EXTRAIT DE PAGE

☆ ☆ ☆

Un été avec Gaspar de Crayer

Un monsieur très honorable, ce Gaspar de Crayer. Si le vingtième siècle a quelque peu oublié ce peintre né à Anvers en 1584 dans une famille d’artistes, il fut en son temps une des plus hautes personnalités, un artiste connu et reconnu par la bonne société flamande. Ducs ou archiducs, princes ou marquis lui commandèrent leurs portraits. Il fut même chargé d’exécuter celui du roi d’Espagne Philippe IV. Le monarque (ci-contre), à qui la nature n’a guère donné la grâce physique, apparaît quelque peu engoncé dans son armure d’apparat. N’empêche, l’imposant tableau de presque deux mètres de haut sera exposé trois siècles plus tard au Metropolitan Museum de New York.

Contrairement à ce qu’on pourrait imaginer aujourd’hui, peintre de cour était au XVIIe siècle un poste prestigieux, pas seulement rémunérateur. Gaspar de Crayer appartenait à cette aristocratie, au même titre que Rubens et Van Dyck. L’exposition que propose tout l’été le musée de Flandre de Cassel (Nord), outre qu’elle constitue une première en France, permet de découvrir la maîtrise et le savoir-faire des portraits sortis de son atelier. On admirera au passage la somptuosité des fraises et collerettes dont l’importance devait sans doute être en relation directe avec le rang social de celui qui les portait.

Mais Gaspar de Crayer s’illustra tout autant comme peintre religieux, genre noble par excellence, qui représente les trois quarts de sa production. Les études parlent de plus de 150 tableaux en relation avec l’histoire biblique. Certains sont d’une dimension imposante, en particulier les commandes pour les églises de Flandre (Courtrai, Gand, Anvers). Il est vrai que depuis la contre-réforme, les grandes, voire monumentales œuvres d’art baroque peuvent contribuer à faire revenir les fidèles dans le droit chemin. Mais on pourra s’attacher à des toiles de plus petites dimensions et un peu plus humaines, comme la très émouvante Sainte Marie Madeleine (ci-dessous) renonçant au vanités du monde d’où émane une étrange et émouvante mélancolie.

☆ ☆ ☆

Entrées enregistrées
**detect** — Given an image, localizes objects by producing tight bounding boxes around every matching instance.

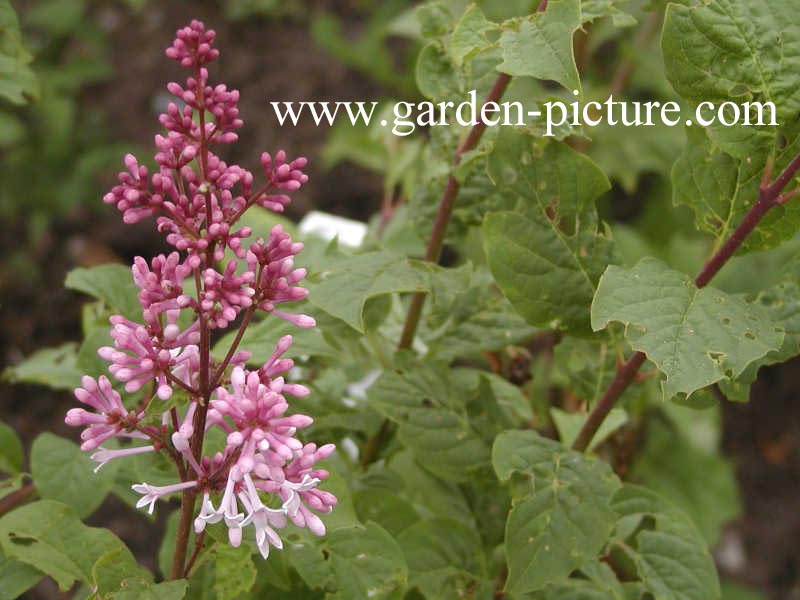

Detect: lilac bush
[66,21,337,572]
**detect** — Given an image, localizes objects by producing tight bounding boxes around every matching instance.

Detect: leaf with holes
[492,431,620,595]
[483,133,617,333]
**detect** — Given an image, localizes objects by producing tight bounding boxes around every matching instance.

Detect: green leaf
[588,120,684,194]
[3,342,83,391]
[631,419,741,545]
[307,252,428,333]
[64,264,142,320]
[31,432,117,517]
[662,0,800,251]
[492,431,620,595]
[498,0,581,91]
[397,519,486,599]
[661,0,800,122]
[0,500,138,591]
[611,484,720,600]
[591,258,783,398]
[0,0,39,105]
[92,546,153,598]
[212,542,260,598]
[387,449,475,526]
[0,554,44,600]
[212,305,339,366]
[326,523,408,600]
[428,299,537,360]
[368,363,489,481]
[483,134,616,332]
[529,562,641,600]
[724,273,800,402]
[0,421,23,475]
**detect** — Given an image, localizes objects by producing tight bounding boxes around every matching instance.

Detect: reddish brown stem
[0,483,36,517]
[572,154,800,452]
[170,67,214,579]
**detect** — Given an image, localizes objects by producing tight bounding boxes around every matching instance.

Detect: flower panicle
[65,20,337,558]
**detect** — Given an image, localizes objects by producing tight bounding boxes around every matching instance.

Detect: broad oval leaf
[492,431,620,595]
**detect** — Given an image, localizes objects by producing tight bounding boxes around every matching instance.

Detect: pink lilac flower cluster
[66,21,336,558]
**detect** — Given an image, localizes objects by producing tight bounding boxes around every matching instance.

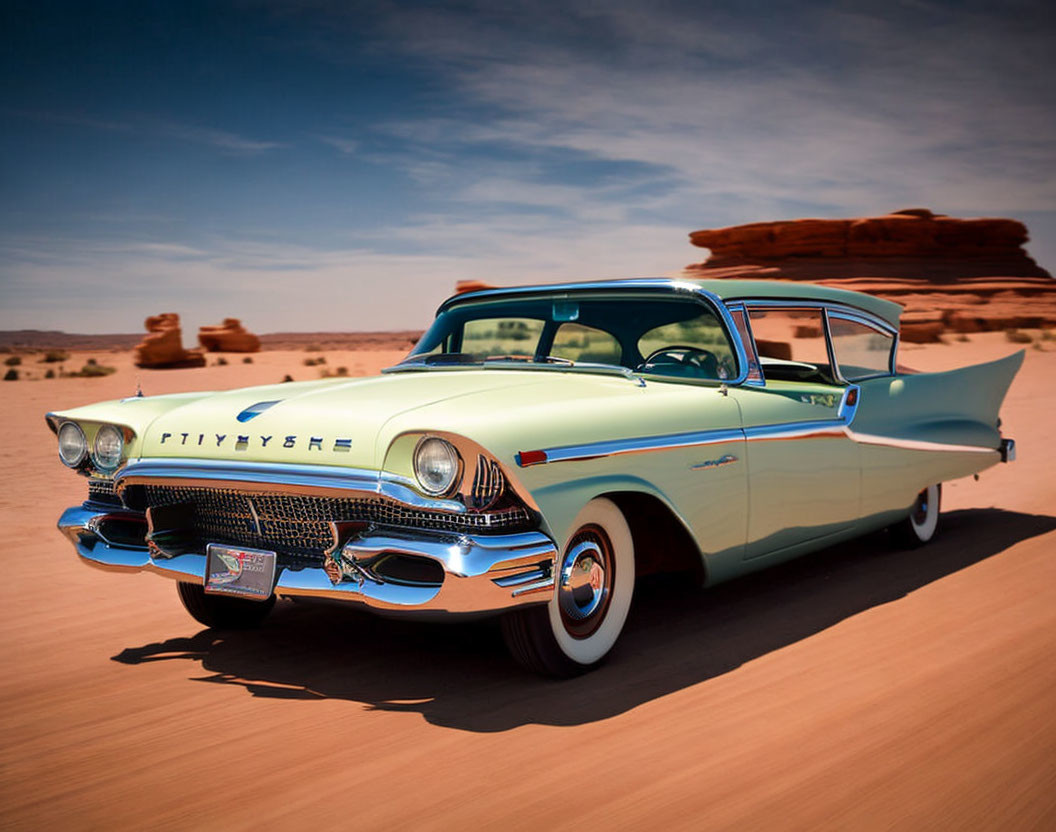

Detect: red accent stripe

☆ ☆ ☆

LES CONSIGNES
A – Recopiez à l'identique toutes les lignes des entrées enregistrées ci-dessus, en laissant les images de côté.
B – Veuillez écrire la suite de l'article sur Gaspar de Crayer à partir de sa dernière phrase.

EXERCICES CORRIGÉS
A –
**detect** — Given an image, localizes objects by producing tight bounding boxes around every matching instance.


Detect: lilac bush
[66,21,337,572]
**detect** — Given an image, localizes objects by producing tight bounding boxes around every matching instance.

Detect: leaf with holes
[492,431,620,595]
[483,133,617,333]
**detect** — Given an image, localizes objects by producing tight bounding boxes around every matching instance.

Detect: green leaf
[588,120,684,194]
[3,342,83,391]
[631,419,741,545]
[307,252,428,333]
[64,264,142,320]
[31,432,117,517]
[662,0,800,251]
[492,431,620,595]
[498,0,581,91]
[397,519,486,599]
[661,0,800,122]
[0,500,138,591]
[611,484,720,600]
[591,258,783,398]
[0,0,39,105]
[92,546,153,598]
[212,542,260,598]
[387,449,475,526]
[0,554,44,600]
[212,305,339,366]
[326,523,408,600]
[428,299,537,360]
[368,363,489,481]
[483,134,616,332]
[529,562,641,600]
[724,273,800,402]
[0,421,23,475]
**detect** — Given an image, localizes objects by producing tight bounding boxes around every matching instance.

Detect: reddish brown stem
[0,483,36,517]
[572,154,800,452]
[170,67,214,579]
**detect** — Given an image, localizes objects by producing tight bounding boxes around every matching instance.

Detect: flower panicle
[65,20,337,558]
**detect** — Given an image, localizes objects by producing tight bounding boxes around every matching instance.

Detect: broad oval leaf
[492,431,620,595]
**detect** — Given an image, localizes objects by producing tight bounding boxes around every matching instance.

Detect: pink lilac flower cluster
[66,21,336,558]
**detect** — Given an image, localizes objects by producing tight bounding boxes around every matching instance.


Detect: red accent stripe

B –
Gaspar de Crayer vécut jusqu’à l’âge avancé de 85 ans, sans jamais avoir quitté sa Flandre natale même pour un petit voyage en Italie. Il aura occupé les postes les plus enviés et bénéficié de l’estime de ses contemporains durant toute sa carrière. Cette vie d’honneurs contraste avec l’oubli relatif dans lequel il s’est retrouvé par la suite. Il est vrai qu’à son époque l’immense Rubens régnait en maître. Son influence se fait d’ailleurs sentir chez de Crayer, et un critique du dix neuvième siècle estimait que si le peintre n’avait pas «cette audace et ce feu» du maître anversois, il pouvait «se comparer à lui dans les compositions plus tranquilles» et possédait même «une douceur de sentiment qui fait défaut à Rubens».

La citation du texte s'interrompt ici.